— EXERCISE A —
According to the text on senior debt, what share of American senior citizens lived in poverty before the Social Security system was created?
— EXERCISE B —
Please write out the text on senior debt from "As life spans" up to and including "spell financial ruin.", replacing "fixed incomes" with "limited incomes".

— TEXT UNDER STUDY —
^^^^^^^^

Avoid Debt as a Senior
Before the creation of the nation’s Social Security system in the 1930s, 75 percent of American senior citizens lived in poverty. Today, thanks to Social Security, workers’ pensions and retirement savings, the poverty rate for seniors hovers around 9 percent.
And yet many seniors who fall above the poverty rate continue to struggle financially well into their retirement years. The Senior Financial Stability Index, developed by Brandeis University, reveals that three out of four American senior citizen households are in an “economically precarious position, with little or no buffer against financial ruin should they be faced with an unexpected illness or other traumatic life event.”
As life spans continue to increase — the U.S. average is 78.6 years — more and more seniors face the bleak prospect of outliving their retirement savings. And since most seniors live on fixed incomes, with no means of earning extra money when needed, one medical emergency or home repair can spell financial ruin.
Going into retirement without debt — and avoiding debt during retirement — is the best option, but there are other options, such as a reverse mortgage. It’s important that seniors find financial advisers whom they can trust during this rough time, especially since scam artists often target this demographic.

^^^^^^^^

Saved entries:
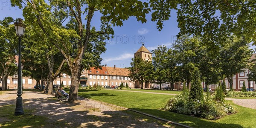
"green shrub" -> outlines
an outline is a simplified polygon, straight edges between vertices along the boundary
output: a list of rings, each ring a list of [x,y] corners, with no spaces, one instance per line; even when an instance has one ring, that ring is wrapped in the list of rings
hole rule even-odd
[[[164,109],[179,113],[190,115],[207,119],[215,119],[227,114],[237,112],[230,104],[214,100],[210,93],[203,94],[201,101],[189,98],[188,90],[184,90],[180,94],[171,99]]]
[[[221,88],[222,88],[222,91],[224,92],[226,92],[227,91],[226,90],[227,87],[226,87],[226,82],[225,82],[225,80],[224,80],[222,81],[222,84],[221,84]]]
[[[215,99],[216,101],[223,102],[224,99],[225,99],[225,97],[223,94],[222,88],[219,86],[217,87],[215,91]]]
[[[244,82],[244,82],[243,83],[243,87],[242,87],[241,91],[243,92],[246,92],[247,91],[247,90],[246,90],[246,87],[245,87],[245,83]]]
[[[61,81],[61,87],[64,87],[64,84],[63,84],[63,81]]]
[[[256,97],[256,92],[227,92],[225,93],[226,96],[228,97]]]
[[[191,88],[189,96],[192,100],[201,101],[204,92],[200,81],[200,74],[197,68],[195,68],[191,80]]]

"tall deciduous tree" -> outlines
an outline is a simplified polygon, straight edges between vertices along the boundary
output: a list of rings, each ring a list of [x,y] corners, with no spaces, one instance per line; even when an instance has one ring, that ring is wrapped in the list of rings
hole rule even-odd
[[[200,39],[196,37],[183,36],[177,40],[173,46],[176,53],[180,78],[187,84],[188,88],[191,81],[194,68],[198,66],[200,59]],[[185,86],[184,84],[184,86]]]
[[[188,35],[202,37],[211,49],[218,52],[223,38],[231,34],[245,35],[256,44],[256,4],[254,0],[150,0],[152,20],[161,30],[169,20],[171,10],[177,10],[178,37]]]
[[[7,78],[16,73],[17,70],[15,64],[15,55],[17,47],[17,40],[14,20],[11,17],[6,17],[0,20],[0,74],[3,90],[7,88]]]
[[[158,46],[156,49],[152,51],[155,82],[160,84],[160,90],[162,89],[162,84],[167,81],[168,51],[168,49],[166,46]]]
[[[150,9],[148,3],[139,0],[52,0],[49,2],[48,4],[38,0],[11,1],[13,6],[20,8],[22,7],[22,2],[27,3],[23,9],[25,20],[29,23],[39,25],[51,43],[64,55],[71,73],[68,101],[73,102],[77,100],[81,70],[83,68],[99,67],[102,60],[99,55],[105,50],[105,37],[109,38],[109,34],[113,34],[111,27],[122,26],[122,21],[131,16],[145,22],[145,15]],[[102,14],[99,31],[92,29],[91,27],[96,12]],[[52,12],[58,14],[54,15]],[[72,22],[76,29],[62,26],[67,18],[76,19]]]
[[[128,68],[129,77],[134,82],[138,81],[141,84],[141,88],[143,89],[143,84],[149,82],[151,79],[149,75],[152,70],[151,62],[137,57],[132,58],[132,61],[131,67]]]
[[[233,76],[244,71],[252,51],[248,42],[244,38],[235,36],[231,36],[221,47],[220,52],[221,73],[227,78],[231,90],[233,86]]]

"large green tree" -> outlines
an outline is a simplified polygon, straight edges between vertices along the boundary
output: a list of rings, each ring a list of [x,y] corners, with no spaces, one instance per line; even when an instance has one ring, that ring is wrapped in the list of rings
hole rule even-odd
[[[148,3],[139,0],[52,0],[49,4],[38,0],[11,2],[20,8],[22,3],[26,3],[23,15],[27,23],[38,25],[64,56],[71,73],[70,102],[77,100],[82,69],[99,67],[102,60],[99,55],[105,50],[105,38],[113,34],[112,26],[121,26],[122,21],[131,16],[145,22],[145,15],[150,11]],[[98,31],[91,27],[91,20],[96,12],[102,15]],[[66,19],[75,19],[70,20],[73,29],[62,26]]]
[[[154,72],[154,75],[155,82],[160,85],[167,82],[167,66],[169,65],[168,49],[165,46],[158,46],[152,51],[153,66]]]
[[[187,84],[191,81],[194,68],[199,65],[201,47],[200,39],[197,37],[183,36],[177,40],[173,48],[176,53],[180,77]],[[184,84],[184,86],[185,86]]]
[[[153,66],[151,61],[143,60],[140,57],[132,58],[131,67],[128,68],[130,74],[129,77],[133,81],[138,81],[141,84],[143,89],[144,83],[150,82],[151,79]]]
[[[227,77],[230,88],[233,86],[233,76],[247,67],[252,49],[244,38],[231,36],[224,43],[220,52],[221,73]]]
[[[231,34],[245,36],[256,44],[256,3],[255,0],[150,0],[152,20],[157,28],[169,20],[171,10],[177,11],[178,37],[184,35],[202,37],[212,54],[217,52],[223,37]]]
[[[11,17],[6,17],[0,20],[0,74],[4,90],[8,89],[8,76],[15,75],[17,70],[17,62],[15,60],[17,38],[14,21]]]

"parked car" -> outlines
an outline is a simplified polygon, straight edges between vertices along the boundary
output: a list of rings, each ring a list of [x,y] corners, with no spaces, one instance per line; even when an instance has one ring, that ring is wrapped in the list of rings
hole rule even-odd
[[[166,87],[164,87],[163,88],[163,89],[169,90],[172,89],[172,88],[171,87],[166,86]]]
[[[53,84],[52,85],[52,86],[53,86],[53,89],[55,88],[56,87],[57,87],[57,86],[58,86],[58,87],[60,87],[59,84]]]
[[[157,89],[157,90],[159,90],[160,89],[160,86],[157,86],[157,87],[153,87],[153,89]]]
[[[83,85],[81,86],[81,87],[87,87],[87,86],[84,85]]]
[[[203,90],[204,90],[204,92],[206,92],[206,90],[205,90],[205,87],[204,87],[204,88],[203,89]],[[209,91],[209,92],[212,92],[212,89],[210,89],[209,87],[208,87],[208,91]]]
[[[111,87],[110,87],[110,86],[108,86],[108,85],[105,85],[105,86],[104,86],[104,88],[111,88]]]
[[[39,88],[41,88],[41,84],[38,84],[38,87]],[[44,87],[45,87],[45,86],[44,86],[44,85],[43,85],[43,89],[44,89]],[[34,88],[35,88],[35,89],[36,88],[36,85],[34,86]]]
[[[249,88],[247,88],[246,89],[246,90],[248,92],[248,91],[252,91],[252,92],[254,92],[255,91],[255,90],[254,88],[250,88],[250,90],[249,89]]]

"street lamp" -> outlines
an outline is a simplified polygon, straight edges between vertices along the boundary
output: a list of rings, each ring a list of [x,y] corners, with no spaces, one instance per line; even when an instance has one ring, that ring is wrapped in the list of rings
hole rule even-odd
[[[16,98],[16,105],[14,115],[15,116],[24,115],[24,111],[22,107],[22,97],[21,97],[21,63],[20,58],[21,56],[20,42],[21,37],[24,34],[26,26],[22,23],[22,19],[19,18],[19,21],[14,23],[16,29],[16,35],[19,36],[19,60],[18,64],[18,91]]]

^^^^^^^^

— TASK RESULT A —
75 percent

— TASK RESULT B —
As life spans continue to increase — the U.S. average is 78.6 years — more and more seniors face the bleak prospect of outliving their retirement savings. And since most seniors live on limited incomes, with no means of earning extra money when needed, one medical emergency or home repair can spell financial ruin.